* _THE EXERCISE_: Reproduce the stretch from the line containing "QA step — the truck rear" through the end of the items, substituting "Results" for each occurrence of "Detections" and changing nothing else.

═══

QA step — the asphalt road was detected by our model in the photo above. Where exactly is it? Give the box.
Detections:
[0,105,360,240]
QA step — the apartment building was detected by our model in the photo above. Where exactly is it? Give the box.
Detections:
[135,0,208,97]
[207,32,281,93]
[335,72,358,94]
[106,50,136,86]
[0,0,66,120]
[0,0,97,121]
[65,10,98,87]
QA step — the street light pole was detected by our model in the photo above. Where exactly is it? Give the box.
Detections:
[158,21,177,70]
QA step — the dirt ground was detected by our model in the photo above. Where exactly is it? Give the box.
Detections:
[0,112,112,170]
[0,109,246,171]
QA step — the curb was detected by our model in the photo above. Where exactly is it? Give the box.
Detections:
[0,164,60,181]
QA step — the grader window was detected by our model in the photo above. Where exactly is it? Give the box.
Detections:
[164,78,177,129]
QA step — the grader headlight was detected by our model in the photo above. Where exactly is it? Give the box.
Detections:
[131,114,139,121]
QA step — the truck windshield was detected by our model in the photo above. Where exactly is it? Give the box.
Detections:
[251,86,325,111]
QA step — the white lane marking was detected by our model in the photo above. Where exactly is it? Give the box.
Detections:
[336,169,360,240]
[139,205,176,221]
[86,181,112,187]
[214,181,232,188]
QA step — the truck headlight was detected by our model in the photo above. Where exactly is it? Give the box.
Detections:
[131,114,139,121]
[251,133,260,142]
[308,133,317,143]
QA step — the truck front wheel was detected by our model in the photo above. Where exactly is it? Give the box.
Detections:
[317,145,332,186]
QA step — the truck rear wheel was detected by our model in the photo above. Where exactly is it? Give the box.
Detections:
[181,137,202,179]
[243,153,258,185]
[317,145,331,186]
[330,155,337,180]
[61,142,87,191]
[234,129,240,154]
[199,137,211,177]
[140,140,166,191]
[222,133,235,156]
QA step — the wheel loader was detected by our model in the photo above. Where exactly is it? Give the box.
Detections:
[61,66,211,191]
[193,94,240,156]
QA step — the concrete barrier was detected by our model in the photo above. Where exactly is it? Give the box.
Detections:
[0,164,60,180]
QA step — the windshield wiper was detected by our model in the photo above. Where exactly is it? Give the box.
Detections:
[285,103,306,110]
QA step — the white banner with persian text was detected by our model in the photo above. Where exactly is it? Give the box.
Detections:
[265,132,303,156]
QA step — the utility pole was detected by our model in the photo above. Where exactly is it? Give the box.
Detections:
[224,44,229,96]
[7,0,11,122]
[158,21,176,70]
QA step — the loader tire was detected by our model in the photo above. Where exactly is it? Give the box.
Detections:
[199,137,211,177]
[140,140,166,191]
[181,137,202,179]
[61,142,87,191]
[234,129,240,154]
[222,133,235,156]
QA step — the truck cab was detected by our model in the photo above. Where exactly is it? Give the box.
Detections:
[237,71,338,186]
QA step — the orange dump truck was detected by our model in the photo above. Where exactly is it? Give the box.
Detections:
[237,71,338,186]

═══

* _RESPONSE TO THE EXERCISE_:
QA step — the truck rear wheel was detected by our model in the photo above. Where exactly is it? Give the box.
Results:
[181,137,202,179]
[243,153,258,185]
[317,145,331,186]
[330,155,337,180]
[61,142,87,191]
[234,129,240,154]
[199,137,211,177]
[140,140,166,191]
[222,133,235,156]
QA step — the wheel loader was detected by our model in the photo above. Where exactly is it? Give the box.
Results:
[61,66,211,191]
[193,94,240,156]
QA step — the concrete barrier was detected by our model in the photo above. Where exactly is it? Give the box.
Results:
[0,164,60,180]
QA step — the windshield wiper was detected by our model in the photo above. Where exactly is it? Give the box.
Results:
[285,103,306,110]
QA step — the white banner with persian text was detected by our model in the photo above. Where exactly is it? Give the box.
Results:
[265,132,303,156]
QA step — the utility pole was detected by our model in the photo above. Where exactly is it? Give the box.
Results:
[224,44,229,96]
[7,0,11,122]
[158,21,176,70]
QA step — the loader tire was detected by our model in the photo above. Where exactly is it? Give the box.
Results:
[199,137,211,177]
[140,140,166,191]
[181,137,202,179]
[61,142,87,191]
[234,129,240,154]
[222,133,235,156]
QA step — the truck cab was detected by our model in the photo above. Where exactly is it? Give the box.
Results:
[237,71,338,186]
QA step — the orange dump truck was detected by our model in the photo above. Where exactly is it? Give the box.
Results:
[237,71,338,186]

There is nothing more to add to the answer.